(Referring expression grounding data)
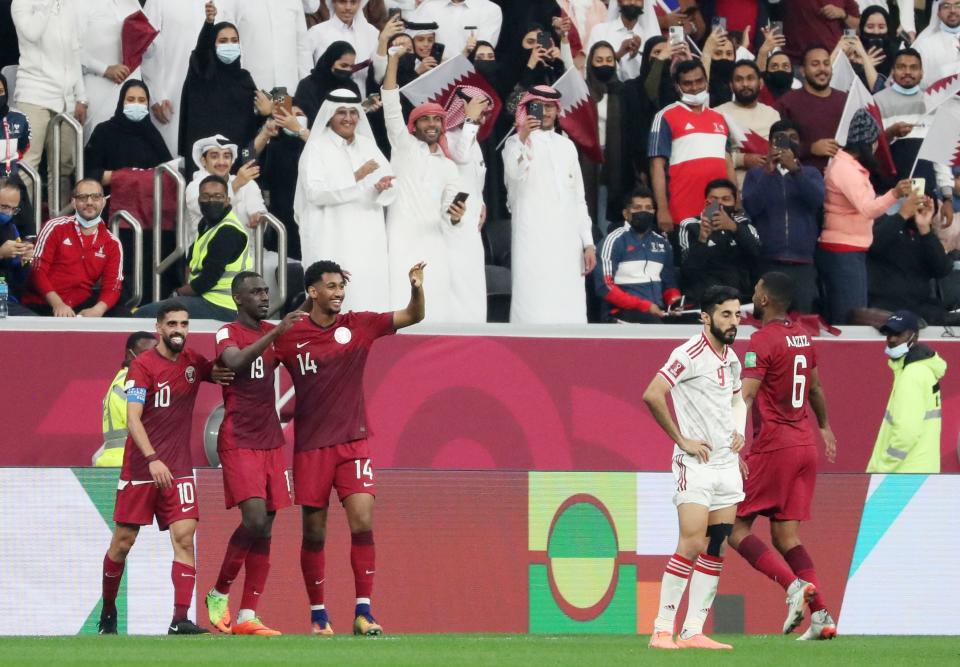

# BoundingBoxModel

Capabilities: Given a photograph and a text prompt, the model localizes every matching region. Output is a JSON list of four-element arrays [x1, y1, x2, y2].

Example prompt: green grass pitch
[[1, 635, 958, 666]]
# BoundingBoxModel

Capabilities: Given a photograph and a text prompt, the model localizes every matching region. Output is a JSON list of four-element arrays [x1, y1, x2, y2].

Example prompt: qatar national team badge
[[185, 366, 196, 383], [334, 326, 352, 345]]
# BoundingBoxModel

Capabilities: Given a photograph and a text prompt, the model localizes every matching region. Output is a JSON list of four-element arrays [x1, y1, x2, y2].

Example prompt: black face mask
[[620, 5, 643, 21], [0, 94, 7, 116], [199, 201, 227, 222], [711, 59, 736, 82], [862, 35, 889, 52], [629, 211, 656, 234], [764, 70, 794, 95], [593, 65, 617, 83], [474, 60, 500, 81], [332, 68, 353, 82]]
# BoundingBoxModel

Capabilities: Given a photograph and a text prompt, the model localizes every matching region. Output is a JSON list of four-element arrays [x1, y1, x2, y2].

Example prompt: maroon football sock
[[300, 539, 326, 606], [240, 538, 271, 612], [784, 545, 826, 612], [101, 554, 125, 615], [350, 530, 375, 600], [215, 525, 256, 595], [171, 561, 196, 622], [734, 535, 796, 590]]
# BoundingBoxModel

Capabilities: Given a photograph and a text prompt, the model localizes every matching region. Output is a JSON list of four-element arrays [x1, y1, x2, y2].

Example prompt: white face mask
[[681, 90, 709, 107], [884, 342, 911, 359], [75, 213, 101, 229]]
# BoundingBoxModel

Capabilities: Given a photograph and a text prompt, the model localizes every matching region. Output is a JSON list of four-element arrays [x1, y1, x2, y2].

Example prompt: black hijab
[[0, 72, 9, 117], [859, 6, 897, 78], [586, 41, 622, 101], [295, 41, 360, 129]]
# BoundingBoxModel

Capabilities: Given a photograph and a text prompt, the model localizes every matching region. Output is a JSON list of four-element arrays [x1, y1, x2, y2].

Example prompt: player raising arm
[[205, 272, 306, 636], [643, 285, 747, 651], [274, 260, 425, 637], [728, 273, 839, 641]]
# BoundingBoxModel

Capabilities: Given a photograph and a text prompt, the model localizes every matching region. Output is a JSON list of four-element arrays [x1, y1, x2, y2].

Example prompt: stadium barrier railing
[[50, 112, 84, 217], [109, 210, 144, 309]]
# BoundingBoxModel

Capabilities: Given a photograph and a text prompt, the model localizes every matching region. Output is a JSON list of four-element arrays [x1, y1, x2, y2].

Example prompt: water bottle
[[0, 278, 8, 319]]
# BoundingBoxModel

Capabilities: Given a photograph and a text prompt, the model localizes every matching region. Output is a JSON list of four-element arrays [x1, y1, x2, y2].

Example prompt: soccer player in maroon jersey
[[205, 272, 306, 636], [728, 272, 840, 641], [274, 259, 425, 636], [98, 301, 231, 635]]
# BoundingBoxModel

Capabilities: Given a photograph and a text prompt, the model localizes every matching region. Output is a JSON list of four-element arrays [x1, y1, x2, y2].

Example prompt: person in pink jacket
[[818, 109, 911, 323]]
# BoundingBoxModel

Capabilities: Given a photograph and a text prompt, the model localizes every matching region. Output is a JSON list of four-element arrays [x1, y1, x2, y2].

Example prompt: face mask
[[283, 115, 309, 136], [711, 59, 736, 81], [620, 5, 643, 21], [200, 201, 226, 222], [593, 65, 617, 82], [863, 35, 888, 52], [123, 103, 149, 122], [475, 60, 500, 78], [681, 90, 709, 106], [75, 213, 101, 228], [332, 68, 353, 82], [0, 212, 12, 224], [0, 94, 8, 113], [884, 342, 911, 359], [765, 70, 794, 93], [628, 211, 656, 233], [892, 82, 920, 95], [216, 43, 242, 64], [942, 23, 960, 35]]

**EXERCISE**
The required output is each record above, reproduced exactly, without its pictures.

**RESPONSE FOR THIS EXERCISE**
# BoundingBoxModel

Capabilities: Given a photograph and a text prompt, the model localizes every matching region. Output is a JSON list of four-element arrays [x1, y1, x2, y2].

Example prompt: green grass pitch
[[1, 635, 958, 666]]
# BoundingBoxModel

Capabilities: Given a photograph and a text prompt, the model localizes every matching region. Output is a JSON list of four-element arrays [x1, y1, x2, y2].

Example prompt: qatar national team badge
[[185, 366, 196, 383], [334, 326, 352, 345]]
# BoundingBoxModel

Capabilities: Given a photograph and a text prompt, the model localizes every matching region. Output is a JSON list of four-element arrays [x1, y1, x2, y2].

Example prompt: black face mask
[[620, 5, 643, 21], [0, 94, 7, 116], [199, 201, 227, 222], [711, 59, 736, 82], [862, 35, 889, 52], [629, 211, 656, 234], [764, 70, 794, 95], [593, 65, 617, 83], [474, 60, 500, 81], [332, 68, 353, 82]]
# BoundingBoxModel

Capabilities: Given a photograph and a text prompt, the model localizes every matching region. Output is a JSON list of four-element arrays [x1, y1, x2, y2].

Example prompt: maroon football sock
[[300, 539, 326, 606], [240, 538, 271, 612], [784, 545, 826, 612], [101, 554, 125, 615], [350, 530, 375, 600], [215, 525, 256, 595], [171, 561, 196, 622], [734, 535, 796, 590]]
# BoundingBoxModel

Capabilities: Given a photograph and a text prompt, the model localizes every matching region. Output is a JSON list of four-element arrays [x1, y1, x2, y2].

Example prompt: white face mask
[[681, 90, 709, 107], [884, 342, 911, 359], [75, 213, 101, 229]]
# BoundingBoxModel

Capabilities: Given a photograph and a text prompt, the model localizes every matching region. Output is a JSON list of four-element arrays [x1, y1, x2, y2].

Example prompt: black hijab
[[0, 72, 9, 117], [859, 6, 897, 78], [586, 41, 622, 101], [295, 41, 360, 129]]
# BoundingBoxModel

Capabilities: Given a photograph and a text prompt, the model localizes every matching region. Output is a JSON list of four-element arrays [x1, y1, x2, y2].

Example prompt: player raising arm
[[205, 272, 306, 636], [643, 285, 747, 651], [274, 260, 425, 637], [728, 273, 839, 641]]
# BoundingBoxModel

Capabilities: Given a photograph and a text prompt, the model localizes every matching region. Output is a JSON list of four-element arrays [x1, y1, x2, y2].

Example prompt: stadium barrier railing
[[50, 112, 84, 217], [109, 210, 144, 309]]
# BoundingBoxModel

Capabilities: Given a photograph and a text prompt, the model localizes every matching region. Output is a JSON list of four-element arrays [x1, y1, x2, y2].

Example prompt: water bottle
[[0, 278, 8, 319]]
# BoundingBoxModel

Capabilities: Given a photograph and a text prompt, the model localizes every matching region. Output is a JSON list of four-element arrays [x1, y1, x2, y2].

Example prompt: soccer player in maroon jersey
[[205, 272, 306, 636], [728, 272, 840, 641], [274, 259, 425, 636], [98, 301, 231, 635]]
# BoundingBoxModel

Capabilities: Given a photograph and a text prompt, the model localizes every matching region. Output is a JSON list of four-element arrays [x1, y1, x2, y2].

Example prompt: person in pink jacket
[[818, 109, 911, 323]]
# BoundingBoxModel

Capabilities: Given a photograph and a text prompt, the model localizes every matching region. Output is a JSON list of four-element arrays [x1, y1, x2, y2].

Example prompt: face mask
[[283, 115, 309, 136], [711, 59, 736, 81], [620, 5, 643, 21], [200, 201, 226, 222], [593, 65, 617, 82], [863, 35, 888, 52], [123, 103, 149, 122], [475, 60, 500, 78], [681, 90, 709, 106], [75, 213, 101, 228], [332, 68, 353, 82], [0, 212, 12, 224], [0, 94, 8, 113], [884, 342, 911, 359], [765, 70, 794, 93], [628, 211, 656, 233], [892, 82, 920, 95], [216, 43, 242, 64], [942, 23, 960, 35]]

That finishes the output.